(Entries from a point annotation set)
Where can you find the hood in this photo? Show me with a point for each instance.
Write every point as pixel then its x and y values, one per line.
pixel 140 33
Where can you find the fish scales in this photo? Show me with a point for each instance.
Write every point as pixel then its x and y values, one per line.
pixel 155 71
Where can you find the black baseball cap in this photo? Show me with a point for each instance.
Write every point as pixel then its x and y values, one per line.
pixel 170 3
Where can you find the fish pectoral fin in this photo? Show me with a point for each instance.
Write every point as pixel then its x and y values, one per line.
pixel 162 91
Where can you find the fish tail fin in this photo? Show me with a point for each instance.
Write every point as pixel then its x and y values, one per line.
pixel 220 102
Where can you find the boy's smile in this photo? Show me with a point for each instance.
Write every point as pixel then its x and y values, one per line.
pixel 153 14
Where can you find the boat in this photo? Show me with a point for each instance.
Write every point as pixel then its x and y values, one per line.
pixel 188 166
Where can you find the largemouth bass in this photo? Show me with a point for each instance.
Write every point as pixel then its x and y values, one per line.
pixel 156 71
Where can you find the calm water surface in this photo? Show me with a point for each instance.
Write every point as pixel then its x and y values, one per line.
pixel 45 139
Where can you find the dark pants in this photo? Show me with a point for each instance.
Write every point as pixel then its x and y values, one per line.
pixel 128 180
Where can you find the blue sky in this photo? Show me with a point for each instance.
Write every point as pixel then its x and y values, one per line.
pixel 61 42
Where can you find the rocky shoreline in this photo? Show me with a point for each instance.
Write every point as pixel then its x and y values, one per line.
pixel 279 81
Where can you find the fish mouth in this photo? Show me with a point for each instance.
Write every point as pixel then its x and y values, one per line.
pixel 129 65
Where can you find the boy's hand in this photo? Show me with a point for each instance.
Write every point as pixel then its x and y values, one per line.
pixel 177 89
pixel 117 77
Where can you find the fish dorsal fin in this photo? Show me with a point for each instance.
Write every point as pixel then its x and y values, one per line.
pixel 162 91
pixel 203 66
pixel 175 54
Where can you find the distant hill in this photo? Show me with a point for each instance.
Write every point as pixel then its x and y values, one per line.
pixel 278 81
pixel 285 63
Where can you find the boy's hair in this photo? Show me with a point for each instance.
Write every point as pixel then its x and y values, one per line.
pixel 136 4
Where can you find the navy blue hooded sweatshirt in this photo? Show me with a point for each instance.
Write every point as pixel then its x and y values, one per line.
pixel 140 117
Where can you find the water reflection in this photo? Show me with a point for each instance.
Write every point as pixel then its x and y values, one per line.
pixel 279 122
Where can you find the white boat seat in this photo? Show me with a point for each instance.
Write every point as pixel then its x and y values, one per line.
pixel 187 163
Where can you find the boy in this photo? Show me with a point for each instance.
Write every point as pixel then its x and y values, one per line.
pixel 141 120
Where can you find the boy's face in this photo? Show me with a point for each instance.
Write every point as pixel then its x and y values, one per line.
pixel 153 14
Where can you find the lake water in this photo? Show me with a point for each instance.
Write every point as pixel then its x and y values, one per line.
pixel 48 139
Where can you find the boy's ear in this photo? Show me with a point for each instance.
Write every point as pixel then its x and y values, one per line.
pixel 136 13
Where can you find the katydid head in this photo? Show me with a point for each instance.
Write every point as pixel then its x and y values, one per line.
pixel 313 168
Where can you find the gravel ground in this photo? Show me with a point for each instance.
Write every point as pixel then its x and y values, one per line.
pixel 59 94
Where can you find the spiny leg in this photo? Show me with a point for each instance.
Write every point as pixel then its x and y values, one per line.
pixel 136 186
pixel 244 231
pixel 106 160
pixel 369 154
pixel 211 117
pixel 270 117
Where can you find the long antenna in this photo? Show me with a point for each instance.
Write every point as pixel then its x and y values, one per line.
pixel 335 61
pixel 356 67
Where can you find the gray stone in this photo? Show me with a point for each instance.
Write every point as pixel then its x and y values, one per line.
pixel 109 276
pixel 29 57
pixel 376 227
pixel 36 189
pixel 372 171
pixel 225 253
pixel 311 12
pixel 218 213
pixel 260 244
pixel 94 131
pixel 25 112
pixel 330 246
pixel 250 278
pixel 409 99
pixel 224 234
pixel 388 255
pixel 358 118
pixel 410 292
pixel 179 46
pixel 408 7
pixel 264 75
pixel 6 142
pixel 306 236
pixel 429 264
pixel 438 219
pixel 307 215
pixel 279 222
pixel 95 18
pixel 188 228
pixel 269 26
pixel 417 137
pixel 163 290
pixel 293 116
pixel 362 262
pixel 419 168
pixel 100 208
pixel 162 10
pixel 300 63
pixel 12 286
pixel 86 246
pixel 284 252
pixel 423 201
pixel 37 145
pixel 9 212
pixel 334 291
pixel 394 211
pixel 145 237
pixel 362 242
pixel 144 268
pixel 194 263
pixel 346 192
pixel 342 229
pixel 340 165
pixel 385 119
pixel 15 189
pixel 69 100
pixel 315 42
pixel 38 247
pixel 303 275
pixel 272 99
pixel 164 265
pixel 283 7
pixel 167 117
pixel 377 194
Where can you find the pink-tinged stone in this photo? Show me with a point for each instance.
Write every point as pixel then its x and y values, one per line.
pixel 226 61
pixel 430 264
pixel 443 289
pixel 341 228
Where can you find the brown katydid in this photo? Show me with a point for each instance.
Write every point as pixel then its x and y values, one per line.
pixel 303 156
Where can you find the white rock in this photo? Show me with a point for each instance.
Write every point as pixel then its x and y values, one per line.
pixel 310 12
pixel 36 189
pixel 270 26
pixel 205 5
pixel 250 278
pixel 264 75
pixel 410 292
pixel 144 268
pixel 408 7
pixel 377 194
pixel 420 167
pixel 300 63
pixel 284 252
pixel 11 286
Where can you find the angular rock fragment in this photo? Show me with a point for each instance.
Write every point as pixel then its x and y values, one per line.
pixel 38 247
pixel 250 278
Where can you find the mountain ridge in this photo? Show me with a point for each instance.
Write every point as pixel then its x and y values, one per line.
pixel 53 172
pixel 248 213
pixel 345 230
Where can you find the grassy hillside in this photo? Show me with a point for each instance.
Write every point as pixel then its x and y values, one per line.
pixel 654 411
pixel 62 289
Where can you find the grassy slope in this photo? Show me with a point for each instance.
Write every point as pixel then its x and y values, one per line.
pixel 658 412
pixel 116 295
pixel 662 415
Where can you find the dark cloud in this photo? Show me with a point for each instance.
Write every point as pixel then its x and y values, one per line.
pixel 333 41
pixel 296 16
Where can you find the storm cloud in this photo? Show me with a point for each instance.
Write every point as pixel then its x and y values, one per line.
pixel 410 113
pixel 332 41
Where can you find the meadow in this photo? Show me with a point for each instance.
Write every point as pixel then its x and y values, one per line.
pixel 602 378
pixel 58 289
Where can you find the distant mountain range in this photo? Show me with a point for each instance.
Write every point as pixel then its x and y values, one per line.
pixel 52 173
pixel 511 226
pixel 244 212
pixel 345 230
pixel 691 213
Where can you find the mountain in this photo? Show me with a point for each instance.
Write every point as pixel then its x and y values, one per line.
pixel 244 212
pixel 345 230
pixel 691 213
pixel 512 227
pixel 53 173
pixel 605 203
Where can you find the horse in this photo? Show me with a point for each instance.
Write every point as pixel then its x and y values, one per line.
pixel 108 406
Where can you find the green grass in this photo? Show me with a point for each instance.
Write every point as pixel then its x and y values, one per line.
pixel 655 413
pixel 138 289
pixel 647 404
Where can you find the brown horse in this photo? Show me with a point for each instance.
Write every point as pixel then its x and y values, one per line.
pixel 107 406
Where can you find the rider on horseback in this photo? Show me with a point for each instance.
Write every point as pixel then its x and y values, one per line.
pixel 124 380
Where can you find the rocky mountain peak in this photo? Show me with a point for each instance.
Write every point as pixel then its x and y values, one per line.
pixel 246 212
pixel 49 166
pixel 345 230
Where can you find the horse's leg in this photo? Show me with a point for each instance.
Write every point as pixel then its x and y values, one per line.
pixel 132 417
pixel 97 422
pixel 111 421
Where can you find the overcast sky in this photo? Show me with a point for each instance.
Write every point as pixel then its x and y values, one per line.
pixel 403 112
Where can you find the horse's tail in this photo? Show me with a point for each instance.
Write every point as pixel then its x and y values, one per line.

## Short exercise
Put the lines that start at the one containing "Where can you find the boat" and end with the one containing "pixel 285 63" into a Markdown table, skipping blank lines. Use the column names "No." for the row number and "Text" for the line.

## Written answer
| No. | Text |
|---|---|
| 1 | Where can you find the boat in this photo? Show me with a point for each instance. |
| 2 | Write every point as pixel then its x and y values, one per line. |
| 3 | pixel 188 166 |
| 4 | Where can you find the largemouth bass in this photo? Show me with a point for each instance. |
| 5 | Write every point as pixel then its x and y values, one per line. |
| 6 | pixel 156 71 |
| 7 | Where can you find the calm water surface in this photo? Show me with a point for each instance. |
| 8 | Write every point as pixel then its x and y values, one per line. |
| 9 | pixel 45 139 |
| 10 | Where can you find the dark pants in this photo? Show me with a point for each instance. |
| 11 | Write every point as pixel then its x and y values, one per line. |
| 12 | pixel 128 180 |
| 13 | Where can you find the blue sky in this photo? Show me with a point for each instance. |
| 14 | Write every point as pixel then its x and y values, one per line. |
| 15 | pixel 61 42 |
| 16 | Where can you find the rocky shoreline in this photo? Show me with a point for each instance. |
| 17 | Write every point as pixel then its x and y values, one per line. |
| 18 | pixel 279 81 |
| 19 | Where can you find the fish mouth in this photo? Show me with a point for each instance. |
| 20 | Write every point as pixel then its x and y values, one per line. |
| 21 | pixel 129 65 |
| 22 | Where can you find the boy's hand in this photo? Show me with a point for each instance. |
| 23 | Write every point as pixel then its x and y values, one per line. |
| 24 | pixel 177 89 |
| 25 | pixel 117 77 |
| 26 | Where can you find the fish dorsal fin in this photo? Show me with a point for each instance. |
| 27 | Write every point as pixel then its x and y values, one per line. |
| 28 | pixel 162 91 |
| 29 | pixel 203 66 |
| 30 | pixel 175 54 |
| 31 | Where can you find the distant hill in this photo? Show me with a point for each instance. |
| 32 | Write every point as pixel then its x and y values, one per line. |
| 33 | pixel 278 81 |
| 34 | pixel 285 63 |